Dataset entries

----

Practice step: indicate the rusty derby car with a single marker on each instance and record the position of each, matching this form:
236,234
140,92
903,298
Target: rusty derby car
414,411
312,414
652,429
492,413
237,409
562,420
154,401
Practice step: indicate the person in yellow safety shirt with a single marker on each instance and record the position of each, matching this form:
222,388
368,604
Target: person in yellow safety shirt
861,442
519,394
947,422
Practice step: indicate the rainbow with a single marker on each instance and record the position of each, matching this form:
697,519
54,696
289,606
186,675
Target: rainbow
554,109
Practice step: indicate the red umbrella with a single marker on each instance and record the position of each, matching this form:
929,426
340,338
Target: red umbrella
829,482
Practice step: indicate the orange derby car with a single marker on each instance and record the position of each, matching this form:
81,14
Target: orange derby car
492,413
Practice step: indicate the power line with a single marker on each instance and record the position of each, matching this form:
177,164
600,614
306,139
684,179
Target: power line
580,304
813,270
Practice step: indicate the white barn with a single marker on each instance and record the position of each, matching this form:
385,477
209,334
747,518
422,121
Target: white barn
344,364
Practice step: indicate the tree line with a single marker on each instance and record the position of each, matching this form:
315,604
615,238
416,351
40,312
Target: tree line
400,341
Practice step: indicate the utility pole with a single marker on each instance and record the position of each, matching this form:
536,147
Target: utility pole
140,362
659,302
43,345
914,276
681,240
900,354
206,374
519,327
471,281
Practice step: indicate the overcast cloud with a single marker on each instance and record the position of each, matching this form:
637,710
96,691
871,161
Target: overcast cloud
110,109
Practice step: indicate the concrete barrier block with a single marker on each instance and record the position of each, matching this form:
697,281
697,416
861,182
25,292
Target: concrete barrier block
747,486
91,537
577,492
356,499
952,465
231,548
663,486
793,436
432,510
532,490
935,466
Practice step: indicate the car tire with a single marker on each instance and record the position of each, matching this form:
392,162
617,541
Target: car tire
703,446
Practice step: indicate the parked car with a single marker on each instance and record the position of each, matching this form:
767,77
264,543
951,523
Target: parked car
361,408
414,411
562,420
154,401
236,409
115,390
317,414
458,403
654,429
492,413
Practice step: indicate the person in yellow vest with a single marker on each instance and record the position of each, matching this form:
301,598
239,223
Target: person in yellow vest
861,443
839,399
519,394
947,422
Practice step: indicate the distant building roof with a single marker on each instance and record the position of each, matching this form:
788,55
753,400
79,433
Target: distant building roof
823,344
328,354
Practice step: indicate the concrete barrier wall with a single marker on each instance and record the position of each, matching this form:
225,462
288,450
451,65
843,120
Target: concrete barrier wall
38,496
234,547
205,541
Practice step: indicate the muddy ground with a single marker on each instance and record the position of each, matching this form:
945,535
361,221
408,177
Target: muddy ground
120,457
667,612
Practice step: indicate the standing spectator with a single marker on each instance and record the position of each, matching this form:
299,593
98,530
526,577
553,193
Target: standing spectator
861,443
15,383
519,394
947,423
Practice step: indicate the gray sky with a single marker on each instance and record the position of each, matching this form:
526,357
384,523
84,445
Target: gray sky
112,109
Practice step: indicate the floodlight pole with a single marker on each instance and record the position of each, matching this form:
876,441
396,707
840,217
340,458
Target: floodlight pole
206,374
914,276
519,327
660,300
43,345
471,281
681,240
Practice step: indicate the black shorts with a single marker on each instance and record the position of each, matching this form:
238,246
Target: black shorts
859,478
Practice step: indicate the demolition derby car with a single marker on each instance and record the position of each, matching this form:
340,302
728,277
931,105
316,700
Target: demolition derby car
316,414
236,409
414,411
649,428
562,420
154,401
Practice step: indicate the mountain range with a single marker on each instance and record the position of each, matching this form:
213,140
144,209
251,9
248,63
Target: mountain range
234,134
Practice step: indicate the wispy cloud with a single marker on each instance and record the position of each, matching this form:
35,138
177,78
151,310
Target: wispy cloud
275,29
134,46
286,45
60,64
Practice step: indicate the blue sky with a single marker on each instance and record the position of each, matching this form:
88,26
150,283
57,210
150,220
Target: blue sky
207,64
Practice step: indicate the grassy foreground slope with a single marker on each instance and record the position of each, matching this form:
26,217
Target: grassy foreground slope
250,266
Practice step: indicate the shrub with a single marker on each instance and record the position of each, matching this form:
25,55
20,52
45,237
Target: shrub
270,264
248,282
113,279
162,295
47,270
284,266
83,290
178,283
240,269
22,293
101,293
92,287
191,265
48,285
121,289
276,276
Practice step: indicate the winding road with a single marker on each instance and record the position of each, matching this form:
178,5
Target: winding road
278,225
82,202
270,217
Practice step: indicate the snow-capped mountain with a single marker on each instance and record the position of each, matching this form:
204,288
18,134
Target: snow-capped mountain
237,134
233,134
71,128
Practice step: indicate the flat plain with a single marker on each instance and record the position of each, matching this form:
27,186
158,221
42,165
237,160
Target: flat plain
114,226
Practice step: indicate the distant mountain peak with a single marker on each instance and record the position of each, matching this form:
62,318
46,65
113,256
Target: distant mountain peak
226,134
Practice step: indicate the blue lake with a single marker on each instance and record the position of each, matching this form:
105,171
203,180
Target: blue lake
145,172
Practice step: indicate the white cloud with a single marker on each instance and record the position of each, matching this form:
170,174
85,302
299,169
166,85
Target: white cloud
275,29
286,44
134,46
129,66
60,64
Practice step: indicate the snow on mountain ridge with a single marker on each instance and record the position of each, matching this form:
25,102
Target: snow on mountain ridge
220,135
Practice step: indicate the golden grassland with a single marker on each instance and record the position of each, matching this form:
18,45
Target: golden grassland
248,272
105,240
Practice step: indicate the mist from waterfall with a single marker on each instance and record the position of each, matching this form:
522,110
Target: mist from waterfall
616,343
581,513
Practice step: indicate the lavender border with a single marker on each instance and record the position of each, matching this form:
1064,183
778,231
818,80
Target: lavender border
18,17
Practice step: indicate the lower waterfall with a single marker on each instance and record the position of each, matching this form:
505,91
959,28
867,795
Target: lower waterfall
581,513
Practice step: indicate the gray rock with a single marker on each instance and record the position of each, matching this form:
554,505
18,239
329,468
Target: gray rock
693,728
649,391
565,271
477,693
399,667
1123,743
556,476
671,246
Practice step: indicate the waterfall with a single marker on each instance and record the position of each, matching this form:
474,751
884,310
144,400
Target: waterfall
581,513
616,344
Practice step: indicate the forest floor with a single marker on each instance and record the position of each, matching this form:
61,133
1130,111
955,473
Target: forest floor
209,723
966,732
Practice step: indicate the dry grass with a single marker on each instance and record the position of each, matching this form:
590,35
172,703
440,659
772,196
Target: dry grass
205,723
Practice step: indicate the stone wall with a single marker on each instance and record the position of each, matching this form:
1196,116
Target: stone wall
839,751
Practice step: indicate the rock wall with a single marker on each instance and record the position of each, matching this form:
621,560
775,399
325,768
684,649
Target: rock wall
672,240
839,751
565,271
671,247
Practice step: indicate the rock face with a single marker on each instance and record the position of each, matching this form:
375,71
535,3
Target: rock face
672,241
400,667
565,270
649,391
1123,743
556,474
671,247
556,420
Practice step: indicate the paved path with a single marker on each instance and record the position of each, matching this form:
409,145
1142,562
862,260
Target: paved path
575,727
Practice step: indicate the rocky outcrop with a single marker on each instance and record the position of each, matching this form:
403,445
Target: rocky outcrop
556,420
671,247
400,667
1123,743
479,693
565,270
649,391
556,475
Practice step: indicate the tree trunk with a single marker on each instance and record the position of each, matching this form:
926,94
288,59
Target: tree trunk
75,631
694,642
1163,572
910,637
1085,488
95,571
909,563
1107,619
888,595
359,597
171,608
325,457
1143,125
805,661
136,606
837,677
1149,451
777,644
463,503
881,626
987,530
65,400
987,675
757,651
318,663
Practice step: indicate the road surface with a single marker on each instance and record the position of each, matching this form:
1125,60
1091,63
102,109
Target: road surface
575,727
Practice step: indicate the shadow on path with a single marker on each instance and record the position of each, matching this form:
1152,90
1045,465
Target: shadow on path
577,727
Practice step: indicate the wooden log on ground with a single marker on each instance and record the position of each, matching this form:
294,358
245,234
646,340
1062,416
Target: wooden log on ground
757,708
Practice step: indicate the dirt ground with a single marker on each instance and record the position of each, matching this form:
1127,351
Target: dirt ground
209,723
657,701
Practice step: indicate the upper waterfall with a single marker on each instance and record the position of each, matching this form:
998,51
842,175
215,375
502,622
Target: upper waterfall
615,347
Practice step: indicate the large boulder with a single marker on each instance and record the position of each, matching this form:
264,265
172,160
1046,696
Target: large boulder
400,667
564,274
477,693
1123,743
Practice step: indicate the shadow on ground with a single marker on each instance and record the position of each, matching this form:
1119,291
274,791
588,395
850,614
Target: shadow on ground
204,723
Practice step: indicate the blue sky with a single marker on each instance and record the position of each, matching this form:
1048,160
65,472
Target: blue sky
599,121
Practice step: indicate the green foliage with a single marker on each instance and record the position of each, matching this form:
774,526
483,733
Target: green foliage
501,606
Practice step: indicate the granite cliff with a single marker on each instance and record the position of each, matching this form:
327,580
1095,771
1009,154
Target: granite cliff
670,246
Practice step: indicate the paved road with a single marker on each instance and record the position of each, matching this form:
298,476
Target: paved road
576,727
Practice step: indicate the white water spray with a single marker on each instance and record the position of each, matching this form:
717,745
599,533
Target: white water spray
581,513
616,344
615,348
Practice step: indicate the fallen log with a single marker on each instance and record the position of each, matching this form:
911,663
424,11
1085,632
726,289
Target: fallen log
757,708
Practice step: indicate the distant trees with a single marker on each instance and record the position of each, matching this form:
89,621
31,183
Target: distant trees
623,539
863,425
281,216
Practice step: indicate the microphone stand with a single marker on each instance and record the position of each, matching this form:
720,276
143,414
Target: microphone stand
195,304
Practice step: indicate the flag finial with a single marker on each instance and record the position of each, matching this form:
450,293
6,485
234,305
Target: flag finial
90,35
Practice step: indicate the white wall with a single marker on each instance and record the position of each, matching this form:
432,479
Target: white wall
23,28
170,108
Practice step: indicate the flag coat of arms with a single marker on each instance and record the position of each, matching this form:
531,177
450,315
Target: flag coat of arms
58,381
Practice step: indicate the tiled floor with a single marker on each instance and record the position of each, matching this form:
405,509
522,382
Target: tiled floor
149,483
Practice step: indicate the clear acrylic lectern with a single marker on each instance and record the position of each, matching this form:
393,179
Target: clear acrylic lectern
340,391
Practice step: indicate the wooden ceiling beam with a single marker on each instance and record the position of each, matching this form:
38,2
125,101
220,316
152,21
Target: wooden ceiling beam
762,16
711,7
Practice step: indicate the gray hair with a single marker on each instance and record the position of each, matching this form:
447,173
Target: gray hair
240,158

----

§ **THE TASK**:
What you give back must be the stretch above, starting at the line with "Target: shrub" and ending at the line with "Practice step: indicate the lavender", copied exactly.

§ **REPLY**:
Target: shrub
270,264
248,282
113,279
162,295
47,270
284,266
83,290
178,283
240,269
22,293
101,293
92,287
191,265
48,285
121,289
276,276
Practice step: indicate the winding road with a single marker on each instance and record the position of each, matching this form:
178,5
Target: winding road
278,225
82,202
270,217
Practice step: indicate the snow-capped mountain with a single marker on each instance and record the position of each, matching this form:
204,288
18,134
Target: snow-capped mountain
237,134
233,134
71,128
Practice step: indicate the flat plain with a single marker on each instance and record the position of each, matching this form:
27,186
158,221
42,165
237,160
Target: flat plain
114,226
Practice step: indicate the distant mountain peak with a single marker on each instance and record the position of each, matching this form:
62,318
46,65
113,256
Target: distant mountain peak
226,134
Practice step: indicate the blue lake with a single marker on each instance and record the position of each, matching this form:
105,171
203,180
Target: blue lake
145,172
Practice step: indicate the white cloud with a single marker on each instance and record the position of each, matching this form:
170,174
85,302
299,169
166,85
Target: white cloud
275,29
286,44
134,46
129,66
60,64
Practice step: indicate the snow on mountain ridge with a single marker on each instance and record the position of each, matching this form:
25,102
Target: snow on mountain ridge
220,135
Practice step: indicate the golden grassland with a single marker on each instance and record the position of each, matching this form:
18,45
Target: golden grassland
248,272
105,240
Practice step: indicate the mist from waterfall with a single marker on each instance and record the position of each, matching this form:
522,110
Target: mist from waterfall
616,343
581,513
Practice step: indicate the lavender border with a single marker on each instance and record the position of each, matching this form:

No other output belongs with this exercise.